▶ Goal of the exercise
Transcribe all of the records precisely as they are presented.

▶ Stored data
··········

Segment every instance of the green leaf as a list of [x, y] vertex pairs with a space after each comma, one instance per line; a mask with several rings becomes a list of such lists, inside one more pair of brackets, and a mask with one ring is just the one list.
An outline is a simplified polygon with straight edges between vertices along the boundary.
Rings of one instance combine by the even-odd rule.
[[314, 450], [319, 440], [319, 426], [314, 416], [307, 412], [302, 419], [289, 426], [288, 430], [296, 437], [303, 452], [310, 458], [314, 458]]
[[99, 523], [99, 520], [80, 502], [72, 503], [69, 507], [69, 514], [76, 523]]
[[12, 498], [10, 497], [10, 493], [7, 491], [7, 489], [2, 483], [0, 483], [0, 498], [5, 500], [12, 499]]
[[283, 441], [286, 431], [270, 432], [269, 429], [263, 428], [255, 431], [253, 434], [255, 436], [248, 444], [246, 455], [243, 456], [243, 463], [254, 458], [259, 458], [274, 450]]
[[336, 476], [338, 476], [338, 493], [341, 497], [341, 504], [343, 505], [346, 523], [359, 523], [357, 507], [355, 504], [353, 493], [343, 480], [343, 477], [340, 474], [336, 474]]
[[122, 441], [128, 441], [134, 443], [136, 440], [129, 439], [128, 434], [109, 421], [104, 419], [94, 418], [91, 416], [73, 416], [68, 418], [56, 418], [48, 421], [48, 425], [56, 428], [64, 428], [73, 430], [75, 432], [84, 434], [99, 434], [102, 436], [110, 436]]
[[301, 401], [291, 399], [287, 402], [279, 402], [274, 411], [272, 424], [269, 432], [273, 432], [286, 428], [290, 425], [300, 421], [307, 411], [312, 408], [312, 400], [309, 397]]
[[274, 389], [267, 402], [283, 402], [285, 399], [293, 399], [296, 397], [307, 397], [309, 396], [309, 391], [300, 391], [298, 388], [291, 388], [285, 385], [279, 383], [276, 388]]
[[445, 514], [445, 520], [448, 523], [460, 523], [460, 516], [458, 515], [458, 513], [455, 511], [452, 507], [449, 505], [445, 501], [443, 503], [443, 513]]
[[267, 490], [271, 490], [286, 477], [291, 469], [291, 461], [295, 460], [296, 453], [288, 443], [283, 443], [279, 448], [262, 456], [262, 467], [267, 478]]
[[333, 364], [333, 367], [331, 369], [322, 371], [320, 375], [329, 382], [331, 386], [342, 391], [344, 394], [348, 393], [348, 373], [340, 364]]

··········

▶ Result of the task
Segment every instance of the green leaf as a list of [x, y] vertex pairs with a space after each comma, one instance per line; a mask with several rings becomes a list of such lists, inside one more pair of brackets, and a mask with one ring is just the one list.
An outline is a simplified polygon with straight edges between vertices along the boundary.
Rings of one instance combine by the even-odd rule.
[[314, 450], [319, 440], [319, 426], [314, 416], [307, 412], [302, 419], [289, 426], [288, 430], [296, 437], [303, 452], [310, 458], [314, 458]]
[[99, 523], [99, 520], [80, 502], [72, 503], [69, 507], [69, 514], [76, 523]]
[[12, 498], [10, 497], [10, 493], [7, 491], [7, 489], [2, 483], [0, 483], [0, 498], [5, 500], [12, 499]]
[[283, 441], [286, 431], [270, 432], [269, 429], [263, 428], [255, 431], [253, 434], [255, 436], [248, 444], [246, 455], [243, 456], [243, 463], [254, 458], [259, 458], [274, 450]]
[[336, 476], [338, 476], [338, 493], [341, 497], [341, 504], [343, 505], [346, 523], [359, 523], [357, 507], [355, 504], [353, 493], [343, 480], [343, 477], [340, 474], [336, 474]]
[[122, 441], [128, 441], [134, 443], [136, 440], [129, 439], [128, 434], [109, 421], [104, 419], [94, 418], [91, 416], [73, 416], [68, 418], [56, 418], [48, 421], [48, 425], [56, 428], [64, 428], [73, 430], [75, 432], [84, 434], [99, 434], [102, 436], [110, 436]]
[[301, 401], [291, 399], [287, 402], [279, 402], [274, 411], [272, 424], [269, 432], [273, 432], [286, 428], [290, 425], [300, 421], [307, 411], [312, 408], [312, 400], [309, 397]]
[[274, 389], [267, 402], [283, 402], [285, 399], [293, 399], [296, 397], [307, 397], [309, 396], [309, 391], [300, 391], [298, 388], [291, 388], [285, 385], [279, 383], [276, 388]]
[[445, 514], [445, 520], [448, 523], [460, 523], [460, 516], [458, 515], [458, 513], [455, 511], [452, 507], [449, 505], [445, 501], [443, 503], [443, 513]]
[[267, 490], [271, 490], [286, 477], [291, 469], [291, 461], [295, 460], [296, 453], [288, 443], [283, 443], [279, 448], [262, 456], [262, 467], [267, 478]]
[[333, 364], [333, 367], [331, 369], [322, 371], [320, 375], [329, 382], [331, 386], [342, 391], [344, 394], [348, 393], [348, 373], [340, 364]]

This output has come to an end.